◆ Extracted text:
►

Fast-forward to the present day. The Bruins finished the season with the aging, declining Chara, now 39, as their No. 1 defenseman, and the 5-foot-8 Krug as their No. 2 while posting a career-high 21:37 of ice time per game. The diminutive Krug perhaps paid the price for that wear and tear with right shoulder surgery last month that could sideline him until late October, which raises red flags about whether he should again play those kinds of heavy-duty minutes given his offensive value.

Beyond those two, the Bruins’ defensive prospects aren’t bright. The body of 35-year-old Dennis Seidenberg is breaking down, and the B's would love to be out from under the final two years (at $4 million per) of his contract. Both McQuaid and Kevan Miller are limited, stay-at-home defensemen better cast as bottom-pair guys. Youngsters Colin Miller, Zach Trotman and Joe Morrow weren’t able to lock down roles last season for a multitude of reasons. Miller is the only one who appears to have potential to develop into a top-four NHL defenseman; Trotman and Morrow seem poised to be passed by other young D-men (Brandon Carlo, Robbie O’Gara, Jakub Zboril, Jeremy Lauzon) in the organizational ranks sooner rather than later.

Botton line: It simply doesn’t feel like the Bruins have the answer to their defense woes, at least in the short term, within their system.

◄

◆ Task prompt: In the text on the Bruins' defense, how much ice time per game did Krug average? Rely only on the Bruins defense text above.

◆ Data extract:
►

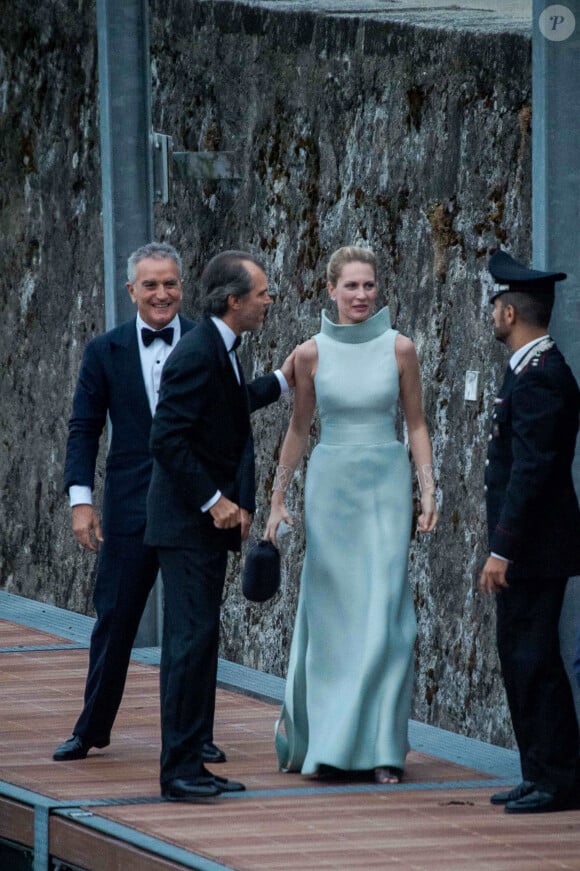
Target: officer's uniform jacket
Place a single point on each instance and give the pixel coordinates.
(532, 509)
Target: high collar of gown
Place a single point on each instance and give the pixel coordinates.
(353, 334)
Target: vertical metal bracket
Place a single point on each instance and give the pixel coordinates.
(162, 154)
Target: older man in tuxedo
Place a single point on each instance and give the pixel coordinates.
(200, 505)
(534, 535)
(119, 378)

◄

◆ Solution below: 21:37 per game, a career high.